** Opening Dataset records block **

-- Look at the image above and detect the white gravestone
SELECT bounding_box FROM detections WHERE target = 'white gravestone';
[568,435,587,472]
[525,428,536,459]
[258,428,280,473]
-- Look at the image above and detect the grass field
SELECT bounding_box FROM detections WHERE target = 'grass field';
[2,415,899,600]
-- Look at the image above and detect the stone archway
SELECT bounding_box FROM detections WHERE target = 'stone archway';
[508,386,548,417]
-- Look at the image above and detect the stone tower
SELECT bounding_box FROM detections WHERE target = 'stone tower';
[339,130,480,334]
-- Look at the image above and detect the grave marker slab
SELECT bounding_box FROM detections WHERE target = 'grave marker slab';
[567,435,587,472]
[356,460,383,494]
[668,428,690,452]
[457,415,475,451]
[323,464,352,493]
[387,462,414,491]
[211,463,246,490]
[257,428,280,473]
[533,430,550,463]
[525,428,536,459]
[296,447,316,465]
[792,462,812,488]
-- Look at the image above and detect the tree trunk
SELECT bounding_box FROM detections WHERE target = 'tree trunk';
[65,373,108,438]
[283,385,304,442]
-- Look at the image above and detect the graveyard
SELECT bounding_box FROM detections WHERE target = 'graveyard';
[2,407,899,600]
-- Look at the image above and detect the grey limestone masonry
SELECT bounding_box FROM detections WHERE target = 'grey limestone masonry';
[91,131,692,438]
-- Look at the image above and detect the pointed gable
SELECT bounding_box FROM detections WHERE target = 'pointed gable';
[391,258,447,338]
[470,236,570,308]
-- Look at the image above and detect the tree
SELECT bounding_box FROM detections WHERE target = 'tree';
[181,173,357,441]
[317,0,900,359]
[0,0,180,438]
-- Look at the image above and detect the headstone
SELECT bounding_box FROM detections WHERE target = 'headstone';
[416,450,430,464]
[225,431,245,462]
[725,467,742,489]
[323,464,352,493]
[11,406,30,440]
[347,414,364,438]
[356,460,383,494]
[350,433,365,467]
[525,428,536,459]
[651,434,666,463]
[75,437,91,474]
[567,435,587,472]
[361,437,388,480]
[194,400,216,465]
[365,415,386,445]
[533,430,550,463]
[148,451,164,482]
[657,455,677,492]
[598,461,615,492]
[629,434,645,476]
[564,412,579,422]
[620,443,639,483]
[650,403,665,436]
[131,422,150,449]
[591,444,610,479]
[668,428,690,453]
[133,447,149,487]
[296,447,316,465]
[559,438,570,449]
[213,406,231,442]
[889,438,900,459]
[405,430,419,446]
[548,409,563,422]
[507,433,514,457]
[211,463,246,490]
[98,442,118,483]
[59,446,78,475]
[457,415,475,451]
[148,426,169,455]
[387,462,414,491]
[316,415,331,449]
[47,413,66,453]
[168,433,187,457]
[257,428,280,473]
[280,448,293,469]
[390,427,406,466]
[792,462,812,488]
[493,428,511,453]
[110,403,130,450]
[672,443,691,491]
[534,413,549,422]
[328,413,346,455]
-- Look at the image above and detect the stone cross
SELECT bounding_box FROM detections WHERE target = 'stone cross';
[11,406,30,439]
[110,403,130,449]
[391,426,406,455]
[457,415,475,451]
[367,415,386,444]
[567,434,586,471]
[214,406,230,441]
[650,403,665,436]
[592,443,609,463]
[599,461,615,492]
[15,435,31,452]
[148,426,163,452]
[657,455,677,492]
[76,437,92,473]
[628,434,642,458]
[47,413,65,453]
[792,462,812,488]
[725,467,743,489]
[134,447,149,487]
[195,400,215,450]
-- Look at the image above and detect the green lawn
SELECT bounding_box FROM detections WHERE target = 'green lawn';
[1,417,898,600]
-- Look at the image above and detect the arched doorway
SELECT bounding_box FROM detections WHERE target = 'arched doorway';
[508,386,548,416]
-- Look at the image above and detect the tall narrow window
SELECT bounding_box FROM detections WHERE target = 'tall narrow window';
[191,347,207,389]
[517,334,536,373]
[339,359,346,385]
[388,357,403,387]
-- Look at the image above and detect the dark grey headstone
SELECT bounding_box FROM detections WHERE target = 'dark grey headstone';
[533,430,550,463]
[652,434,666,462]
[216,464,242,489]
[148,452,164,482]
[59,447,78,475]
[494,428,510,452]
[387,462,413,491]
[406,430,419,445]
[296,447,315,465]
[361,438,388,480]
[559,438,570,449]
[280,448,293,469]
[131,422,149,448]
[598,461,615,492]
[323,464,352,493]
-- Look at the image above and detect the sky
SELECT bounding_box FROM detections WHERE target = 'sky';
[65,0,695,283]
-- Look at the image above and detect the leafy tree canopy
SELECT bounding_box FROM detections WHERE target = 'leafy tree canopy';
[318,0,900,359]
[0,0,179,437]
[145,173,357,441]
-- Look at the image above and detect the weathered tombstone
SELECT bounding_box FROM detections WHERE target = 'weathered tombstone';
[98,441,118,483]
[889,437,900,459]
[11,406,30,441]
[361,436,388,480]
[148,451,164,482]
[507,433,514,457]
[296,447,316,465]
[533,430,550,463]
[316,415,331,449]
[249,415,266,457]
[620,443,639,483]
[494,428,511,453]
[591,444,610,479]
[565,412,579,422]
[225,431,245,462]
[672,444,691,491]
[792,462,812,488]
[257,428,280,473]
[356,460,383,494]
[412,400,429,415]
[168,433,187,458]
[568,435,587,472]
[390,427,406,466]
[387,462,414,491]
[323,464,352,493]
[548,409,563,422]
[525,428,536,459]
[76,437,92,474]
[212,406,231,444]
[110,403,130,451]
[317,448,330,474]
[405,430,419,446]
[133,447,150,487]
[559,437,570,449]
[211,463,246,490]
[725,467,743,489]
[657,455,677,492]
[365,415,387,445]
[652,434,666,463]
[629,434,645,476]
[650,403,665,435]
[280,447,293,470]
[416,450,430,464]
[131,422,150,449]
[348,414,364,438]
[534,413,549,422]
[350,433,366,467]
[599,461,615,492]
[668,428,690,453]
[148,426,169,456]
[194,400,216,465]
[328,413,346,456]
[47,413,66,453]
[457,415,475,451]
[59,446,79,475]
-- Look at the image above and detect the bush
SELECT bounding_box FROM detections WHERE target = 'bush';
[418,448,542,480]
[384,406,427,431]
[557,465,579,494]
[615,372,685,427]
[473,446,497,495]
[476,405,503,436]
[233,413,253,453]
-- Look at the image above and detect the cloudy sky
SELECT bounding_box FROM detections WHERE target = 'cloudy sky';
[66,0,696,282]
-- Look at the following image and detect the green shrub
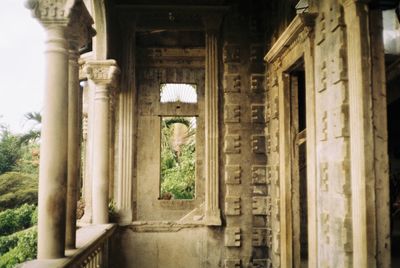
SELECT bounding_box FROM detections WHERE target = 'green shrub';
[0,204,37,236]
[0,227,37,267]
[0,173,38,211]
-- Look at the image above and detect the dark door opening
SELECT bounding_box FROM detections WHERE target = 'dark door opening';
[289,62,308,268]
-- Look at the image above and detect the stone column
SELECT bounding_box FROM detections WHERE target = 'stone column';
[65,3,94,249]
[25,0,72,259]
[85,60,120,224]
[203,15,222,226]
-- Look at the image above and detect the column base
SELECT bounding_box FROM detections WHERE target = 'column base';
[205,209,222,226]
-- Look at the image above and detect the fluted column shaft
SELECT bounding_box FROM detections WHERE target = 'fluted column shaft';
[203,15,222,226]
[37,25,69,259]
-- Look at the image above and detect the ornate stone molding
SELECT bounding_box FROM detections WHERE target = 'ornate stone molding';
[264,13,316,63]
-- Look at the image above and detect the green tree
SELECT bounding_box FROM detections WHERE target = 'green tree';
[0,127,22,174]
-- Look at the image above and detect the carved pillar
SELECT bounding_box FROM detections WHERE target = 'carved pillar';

** Closing Dataset records block **

**Exercise**:
Retype the material above exactly, images excluded.

**Exercise solution**:
-- Look at the image above and detect the white gravestone
SELECT bounding_box FROM detections WHERE target = 'white gravestone';
[568,435,587,472]
[525,428,536,459]
[258,428,280,473]
-- Look at the image above and detect the grass field
SELECT bounding_box FROM detections WHERE target = 'grass field';
[2,415,899,600]
-- Look at the image above and detect the stone archway
SELECT bounding_box FROM detections WHERE target = 'stone archway';
[508,386,548,417]
-- Look at the image above and detect the stone tower
SELECT bounding_box FROM detections WHERE target = 'stone tower';
[339,130,480,334]
-- Look at the image above and detect the grave marker slab
SELECT bounding_box FROM detections WHERE target = 'grave marker slab';
[567,435,587,472]
[356,460,383,494]
[668,428,690,452]
[457,415,475,451]
[323,464,352,493]
[387,462,414,491]
[211,463,246,490]
[257,428,280,473]
[533,430,550,463]
[525,428,536,459]
[296,447,316,465]
[792,462,812,488]
-- Look at the image above and detect the tree trunk
SELECT bounding_box FROM detections WHERE target = 'tree trunk';
[65,373,108,438]
[283,385,304,442]
-- Look at the image above and detect the graveyard
SELECT bounding_box FROM detections WHERE target = 'graveyard';
[2,407,899,600]
-- Look at the image above and detect the grey limestone masonry
SELECT bounding_box FROM detections WHERE target = 'grey limestone masonry';
[91,131,692,438]
-- Look at the image above and detect the pointed gable
SELECT bounding_box FROM detections WHERE target = 'pointed gable';
[391,258,447,338]
[470,236,570,308]
-- Look at the image above and detect the tree
SELECT bounding_box FROM detections WHERE target = 'tree';
[181,173,357,441]
[317,0,900,359]
[0,0,180,438]
-- Look at the image above and detect the headstone
SELECT bounding_box FROM detections WHERE target = 'headstone';
[416,450,430,464]
[225,431,245,462]
[725,467,742,489]
[323,464,352,493]
[11,406,30,440]
[347,414,364,438]
[356,460,383,494]
[350,433,365,467]
[525,428,536,459]
[651,434,666,463]
[75,437,91,474]
[567,435,587,472]
[361,437,388,480]
[194,400,216,465]
[365,415,386,445]
[533,430,550,463]
[148,451,164,482]
[657,455,677,492]
[598,461,615,492]
[629,434,645,476]
[564,412,579,422]
[620,443,639,483]
[650,403,665,436]
[131,422,150,449]
[591,444,610,479]
[668,428,690,453]
[133,447,149,487]
[296,447,316,465]
[559,438,570,449]
[213,406,231,442]
[889,438,900,459]
[405,430,419,446]
[548,409,563,422]
[507,433,514,457]
[211,463,246,490]
[98,442,118,483]
[59,446,78,475]
[457,415,475,451]
[148,426,169,455]
[387,462,414,491]
[316,415,331,449]
[47,413,66,453]
[168,433,187,457]
[257,428,280,473]
[280,448,293,469]
[390,427,406,466]
[792,462,812,488]
[493,428,511,453]
[110,403,130,450]
[672,443,691,491]
[534,413,549,422]
[328,413,346,455]
-- Look at the image above and detect the stone cross
SELECT bounding_box FROM detections WHERE target = 'stone cross';
[11,406,30,439]
[110,403,130,449]
[391,426,406,455]
[457,415,475,451]
[367,415,386,444]
[567,434,586,471]
[214,406,230,441]
[650,403,665,436]
[592,443,609,463]
[599,461,615,492]
[15,435,31,452]
[148,426,163,452]
[657,455,677,492]
[76,437,92,473]
[628,434,642,458]
[47,413,65,453]
[792,462,812,488]
[725,467,743,489]
[134,447,149,487]
[195,400,215,450]
-- Look at the image above and detect the green lawn
SELECT bounding_box FROM detections WHERE target = 'green lawn';
[1,417,898,600]
-- Look at the image above and detect the arched doorway
SELECT bounding_box FROM detections WHERE target = 'arched doorway';
[508,386,548,416]
-- Look at the image above and detect the tall narrow window
SELECT bounding_box FROM detections WHERE target = 'tall narrow window';
[191,347,207,389]
[517,334,536,373]
[339,359,346,385]
[388,357,403,387]
-- Look at the image above and detect the dark grey headstone
SELECT bounding_box FROM detections WHERE target = 'dark grey headstone';
[533,430,550,463]
[652,434,666,462]
[216,464,242,489]
[148,452,164,482]
[59,447,78,475]
[494,428,510,452]
[387,462,413,491]
[406,430,419,445]
[296,447,315,465]
[361,438,388,480]
[559,438,570,449]
[280,448,293,469]
[131,422,149,448]
[598,461,615,492]
[323,464,352,493]
-- Look at the image above and detect the sky
SELECT bounding_box FROM detections WHERE target = 'sky';
[65,0,695,283]
-- Look at the image above and detect the leafy tree canopy
SELECT bounding_box FROM detections WHERE target = 'leafy tree canopy';
[318,0,900,359]
[0,0,179,437]
[145,173,357,441]
-- Look at the image above and detect the weathered tombstone
SELECT bounding_box FROM detections WHERE target = 'weathered tombstone';
[98,441,118,483]
[889,437,900,459]
[11,406,30,441]
[361,436,388,480]
[148,451,164,482]
[507,433,514,457]
[296,447,316,465]
[533,430,550,463]
[316,415,331,449]
[249,415,266,457]
[620,443,639,483]
[494,428,511,453]
[591,444,610,479]
[565,412,579,422]
[225,431,245,462]
[672,444,691,491]
[792,462,812,488]
[257,428,280,473]
[356,460,383,494]
[412,400,429,415]
[168,433,187,458]
[568,435,587,472]
[390,427,406,466]
[387,462,414,491]
[323,464,352,493]
[548,409,563,422]
[525,428,536,459]
[76,437,92,474]
[212,406,231,444]
[110,403,130,451]
[317,448,330,474]
[405,430,419,446]
[133,447,150,487]
[559,437,570,449]
[211,463,246,490]
[725,467,743,489]
[657,455,677,492]
[365,415,387,445]
[652,434,666,463]
[629,434,645,476]
[650,403,665,435]
[280,447,293,470]
[416,450,430,464]
[131,422,150,449]
[348,414,364,438]
[534,413,549,422]
[350,433,366,467]
[599,461,615,492]
[668,428,690,453]
[148,426,169,456]
[194,400,216,465]
[328,413,346,456]
[47,413,66,453]
[457,415,475,451]
[59,446,79,475]
-- Look at the image above and detect the bush
SELECT bounding_box FROM detections WHERE target = 'bush';
[418,448,542,480]
[384,406,427,431]
[557,465,579,494]
[615,372,685,427]
[473,446,497,495]
[476,405,503,436]
[233,413,253,453]
-- Look at the image above and detect the cloudy sky
SELECT bounding_box FROM detections WHERE target = 'cloudy sky';
[66,0,696,282]
-- Look at the following image and detect the green shrub
SELECT bounding_box FROM detections WHERE target = 'green shrub';
[0,204,37,236]
[0,227,37,267]
[0,173,38,211]
-- Look at the image above and detect the dark door opening
SELECT bounding_box FROM detections WHERE target = 'dark door opening';
[289,62,308,268]
-- Look at the image above and detect the stone column
SELECT bounding_box FROM detections WHERE target = 'stone column';
[65,3,94,249]
[25,0,72,259]
[85,60,120,224]
[203,15,222,226]
-- Look at the image above and detect the column base
SELECT bounding_box FROM detections WHERE target = 'column base';
[205,209,222,226]
-- Look at the image above and detect the fluted column shaft
SELECT bounding_box FROM detections WHERE target = 'fluted column shaft';
[203,15,222,226]
[37,25,69,259]
-- Look at the image above and detect the ornate stone molding
SELECT bounding_box FROM detections WHERE target = 'ornate stone molding';
[264,13,316,63]
-- Look at the image above and detect the green tree
SELECT bounding_box FROM detections WHERE target = 'green tree';
[0,127,22,174]
-- Look at the image above and detect the carved pillar
SELECT bounding_box FROM detections WHERE target = 'carved pillar';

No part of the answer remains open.